## EXTRACT:
The obstacles among the heathen were: The laws condemning to death or banishment those who professed a new religion. Calumnies the grossest were uttered against the Christians, accusing them of being godless, of cannibalism, attributing to them various misfortunes such as wars, pestilence, and famine. All this led to a persecution extending over some three hundred years; up to the edict of Constantine the Great there are reckoned about ten persecutions. The doctrines of the Christians afforded another series of obstacles; the reverence paid to One Who had suffered the death of the Cross was accounted a folly, added to which this doctrine was introduced by Jews, a sect held in the lowest esteem by the Romans. No less repulsive to the sensual and pleasure-loving heathen were the restraint and self-denial inculcated by the Christian religion. The means employed for converting the world were twelve poor fishermen, unequipped with eloquence to persuade, or with the countenance of the great ones of the earth to support their mission. They did indeed work miracles, but, as St. Augustine says, the spread of Christianity without miracles would have been the greatest miracle of any. On Pentecost five thousand were Baptized; two thousand more after the miracle at the gate of the Temple, and in the year A.D. 100 Christianity had extended over the whole Roman world. Pliny, the Governor of Bithynia, reported to the Emperor Trajan that the heathen temples were left empty because all were becoming Christians in the towns and villages. St. Justinus, the philosopher, wrote in A.D. 150: " There is not a nation where prayers are not offered to the heavenly Father in the name of the Crucified."

The effect of Christ's teaching was that idolatry with its horrible abuses disappeared, and that the whole life of man was reformed and ennobled.

## EXERCISE DESCRIPTION:
Continue the passage on the spread of Christianity from where it ends.

## DATA RECORDS:
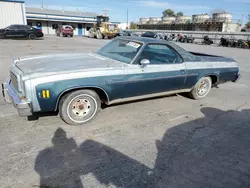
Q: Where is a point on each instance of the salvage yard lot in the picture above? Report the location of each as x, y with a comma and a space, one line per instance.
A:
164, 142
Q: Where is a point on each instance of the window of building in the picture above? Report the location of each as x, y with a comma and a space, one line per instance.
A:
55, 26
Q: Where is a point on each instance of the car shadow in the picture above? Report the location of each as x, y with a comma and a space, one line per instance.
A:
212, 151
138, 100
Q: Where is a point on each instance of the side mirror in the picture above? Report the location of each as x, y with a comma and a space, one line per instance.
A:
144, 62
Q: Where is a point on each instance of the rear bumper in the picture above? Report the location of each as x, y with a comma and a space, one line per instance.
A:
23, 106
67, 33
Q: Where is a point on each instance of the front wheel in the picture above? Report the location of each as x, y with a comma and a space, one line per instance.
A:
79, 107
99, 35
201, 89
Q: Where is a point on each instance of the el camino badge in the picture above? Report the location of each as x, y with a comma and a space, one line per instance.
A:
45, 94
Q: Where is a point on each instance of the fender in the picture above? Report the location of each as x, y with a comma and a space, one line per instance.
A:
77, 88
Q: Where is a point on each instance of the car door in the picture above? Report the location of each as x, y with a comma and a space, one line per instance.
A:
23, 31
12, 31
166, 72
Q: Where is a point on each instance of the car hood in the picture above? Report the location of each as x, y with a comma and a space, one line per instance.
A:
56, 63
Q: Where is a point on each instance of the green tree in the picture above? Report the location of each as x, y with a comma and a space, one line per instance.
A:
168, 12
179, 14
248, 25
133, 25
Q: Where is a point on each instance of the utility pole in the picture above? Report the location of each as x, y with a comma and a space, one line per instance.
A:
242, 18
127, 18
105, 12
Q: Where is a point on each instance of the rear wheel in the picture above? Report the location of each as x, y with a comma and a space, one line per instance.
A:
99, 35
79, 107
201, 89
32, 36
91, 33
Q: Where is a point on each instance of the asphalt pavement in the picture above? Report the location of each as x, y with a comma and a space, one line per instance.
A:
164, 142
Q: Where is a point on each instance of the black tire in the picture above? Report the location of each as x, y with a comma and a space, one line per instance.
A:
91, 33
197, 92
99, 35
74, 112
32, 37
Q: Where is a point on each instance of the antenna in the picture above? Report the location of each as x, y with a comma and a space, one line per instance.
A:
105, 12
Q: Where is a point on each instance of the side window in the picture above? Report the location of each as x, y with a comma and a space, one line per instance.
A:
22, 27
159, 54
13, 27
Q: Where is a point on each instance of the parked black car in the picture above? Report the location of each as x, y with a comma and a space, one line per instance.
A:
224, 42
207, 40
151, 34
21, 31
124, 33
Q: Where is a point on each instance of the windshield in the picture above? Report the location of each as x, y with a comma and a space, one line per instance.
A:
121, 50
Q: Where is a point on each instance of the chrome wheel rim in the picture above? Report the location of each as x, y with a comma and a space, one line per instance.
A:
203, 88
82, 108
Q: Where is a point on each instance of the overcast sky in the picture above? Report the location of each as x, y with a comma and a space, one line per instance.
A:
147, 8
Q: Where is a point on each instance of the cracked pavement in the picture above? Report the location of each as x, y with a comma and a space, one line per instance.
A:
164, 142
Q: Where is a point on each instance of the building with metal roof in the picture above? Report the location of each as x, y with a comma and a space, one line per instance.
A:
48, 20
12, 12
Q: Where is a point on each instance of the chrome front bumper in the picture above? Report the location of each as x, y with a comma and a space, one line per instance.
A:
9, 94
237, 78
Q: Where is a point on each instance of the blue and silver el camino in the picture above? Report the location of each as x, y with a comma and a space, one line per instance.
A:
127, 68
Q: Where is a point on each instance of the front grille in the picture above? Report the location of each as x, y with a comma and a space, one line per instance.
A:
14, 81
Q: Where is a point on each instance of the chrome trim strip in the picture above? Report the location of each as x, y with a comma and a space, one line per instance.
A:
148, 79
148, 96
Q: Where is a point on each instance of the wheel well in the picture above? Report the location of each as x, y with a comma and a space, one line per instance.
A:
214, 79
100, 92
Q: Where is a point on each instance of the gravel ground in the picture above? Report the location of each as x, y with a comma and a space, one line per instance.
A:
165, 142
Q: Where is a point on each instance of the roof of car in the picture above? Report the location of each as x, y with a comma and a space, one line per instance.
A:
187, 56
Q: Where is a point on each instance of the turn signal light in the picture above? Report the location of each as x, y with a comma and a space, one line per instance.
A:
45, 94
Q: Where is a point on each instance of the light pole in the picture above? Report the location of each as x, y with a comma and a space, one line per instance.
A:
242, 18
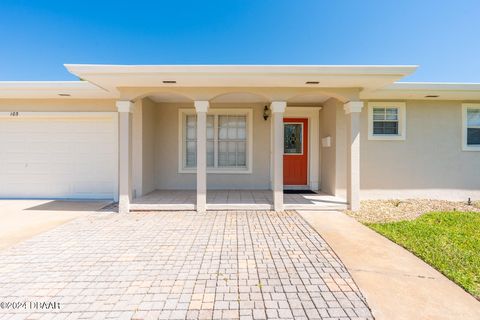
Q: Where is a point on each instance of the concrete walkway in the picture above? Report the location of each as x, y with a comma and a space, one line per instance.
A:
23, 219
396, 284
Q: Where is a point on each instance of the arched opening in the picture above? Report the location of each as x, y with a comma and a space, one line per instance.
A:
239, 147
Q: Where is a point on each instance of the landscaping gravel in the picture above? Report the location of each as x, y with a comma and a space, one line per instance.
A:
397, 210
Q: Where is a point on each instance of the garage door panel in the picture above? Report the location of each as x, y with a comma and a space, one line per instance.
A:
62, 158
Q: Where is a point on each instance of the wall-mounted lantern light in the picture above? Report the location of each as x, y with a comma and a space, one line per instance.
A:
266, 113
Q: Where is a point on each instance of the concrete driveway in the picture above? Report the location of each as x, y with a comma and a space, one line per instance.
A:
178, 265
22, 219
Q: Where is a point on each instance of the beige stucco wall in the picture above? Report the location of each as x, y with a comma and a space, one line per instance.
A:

## EXPECTED ANSWER:
The sacrifice of human victims was abolished, and the bloody spectacles of the gladiatorial shows. All kinds of charitable institutions arose for the blind, the poor, the sick, etc., owing their existence to the teaching of Christian mercy. Polygamy died out, and woman regained her dignity. Order was established in the family life by the Christian doctrine of the indissolubility of the marriage tie. Slavery was gradually abolished, for every man saw in his neighbor the image of God. The cruel laws against malefactors became milder, and wars became less frequent. Trade, science, and art were cultivated more, and labor acquired a new dignity. Even Julian the Apostate counselled the heathen to imitate the Christians in the generosity and purity of their lives. A religion which produces so much good must be from God. It is sometimes urged that Christ's teaching has been the cause of many religious wars and schisms. The answer to this objection is that it is not Christ's teaching but man's perversity in not following that teaching, or wresting it to his own destruction, which causes so much evil.

Jesus Christ is Our Lord.

Christ's words at the Last Supper were: "You call Me Master and Lord, and you say well, for so I am" (John 13:13).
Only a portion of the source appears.